*** Opening of Supplied entries ***

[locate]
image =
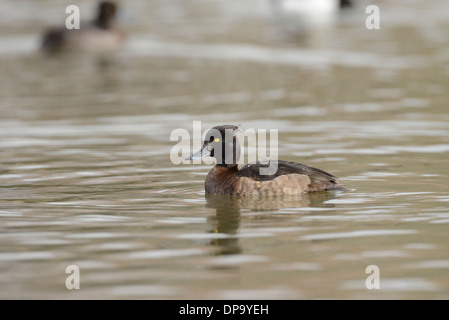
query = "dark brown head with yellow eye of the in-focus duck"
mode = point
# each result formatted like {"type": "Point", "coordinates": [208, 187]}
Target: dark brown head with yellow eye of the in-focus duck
{"type": "Point", "coordinates": [221, 143]}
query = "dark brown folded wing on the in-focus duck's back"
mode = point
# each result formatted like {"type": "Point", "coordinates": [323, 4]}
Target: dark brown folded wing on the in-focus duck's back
{"type": "Point", "coordinates": [280, 167]}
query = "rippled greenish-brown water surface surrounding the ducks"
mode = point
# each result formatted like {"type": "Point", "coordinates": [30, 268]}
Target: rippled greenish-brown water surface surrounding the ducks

*** Close of Supplied entries ***

> [Work item]: Repeat the material above in full and unchanged, minus its images.

> [Result of this exercise]:
[locate]
image =
query = "dark brown head with yellow eye of the in-focus duck"
mode = point
# each result formatted like {"type": "Point", "coordinates": [208, 187]}
Target: dark brown head with yellow eye of the in-focus duck
{"type": "Point", "coordinates": [221, 143]}
query = "dark brown folded wing on the in-focus duck's back"
mode = point
# each result formatted like {"type": "Point", "coordinates": [323, 4]}
Target: dark brown folded wing on the in-focus duck's back
{"type": "Point", "coordinates": [280, 167]}
query = "rippled greenish-brown water surface surrounding the ducks"
mode = point
# each result formatted like {"type": "Point", "coordinates": [30, 268]}
Target: rippled greenish-brown water surface surrounding the ducks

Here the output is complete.